■ Materials provided ■
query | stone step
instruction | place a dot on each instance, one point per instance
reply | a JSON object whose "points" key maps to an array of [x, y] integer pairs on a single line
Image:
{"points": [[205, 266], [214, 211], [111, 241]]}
---
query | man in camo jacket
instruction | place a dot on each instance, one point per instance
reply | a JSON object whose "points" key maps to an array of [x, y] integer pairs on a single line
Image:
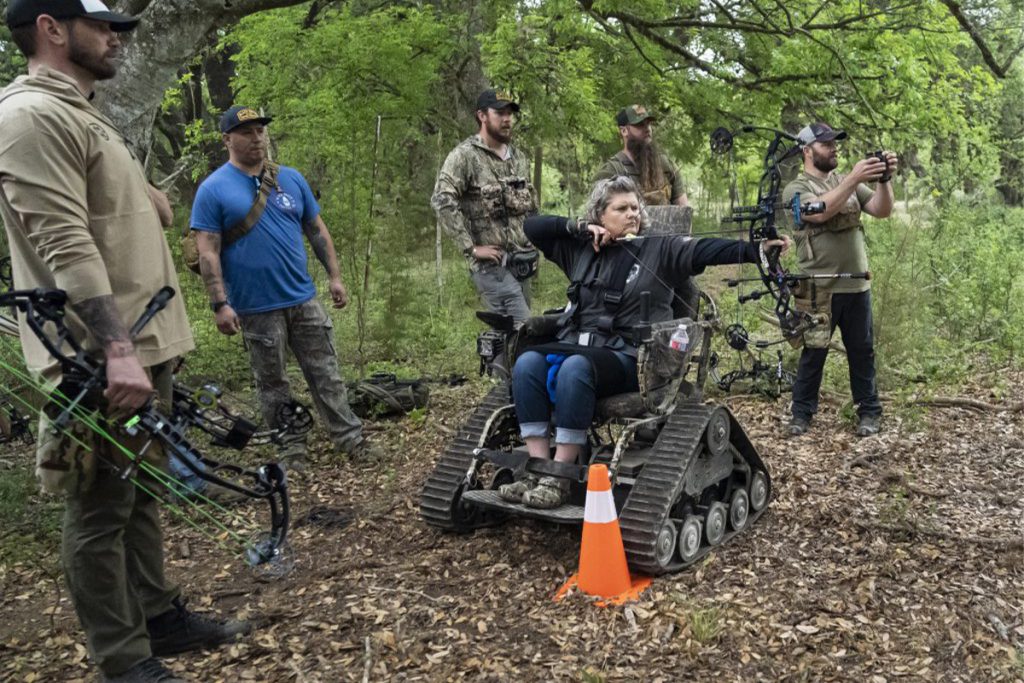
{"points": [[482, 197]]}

■ What you have to do ■
Collect every line in the items above that contains the string "points". Case counts.

■ Result below ■
reply | a JSON object whose "points" key maps to an array of [x, y] integer pairs on a single line
{"points": [[205, 266], [214, 211], [111, 241]]}
reply | a JSON object whose "points" key maps to an array of [x, y] integer pairs on a single line
{"points": [[482, 197]]}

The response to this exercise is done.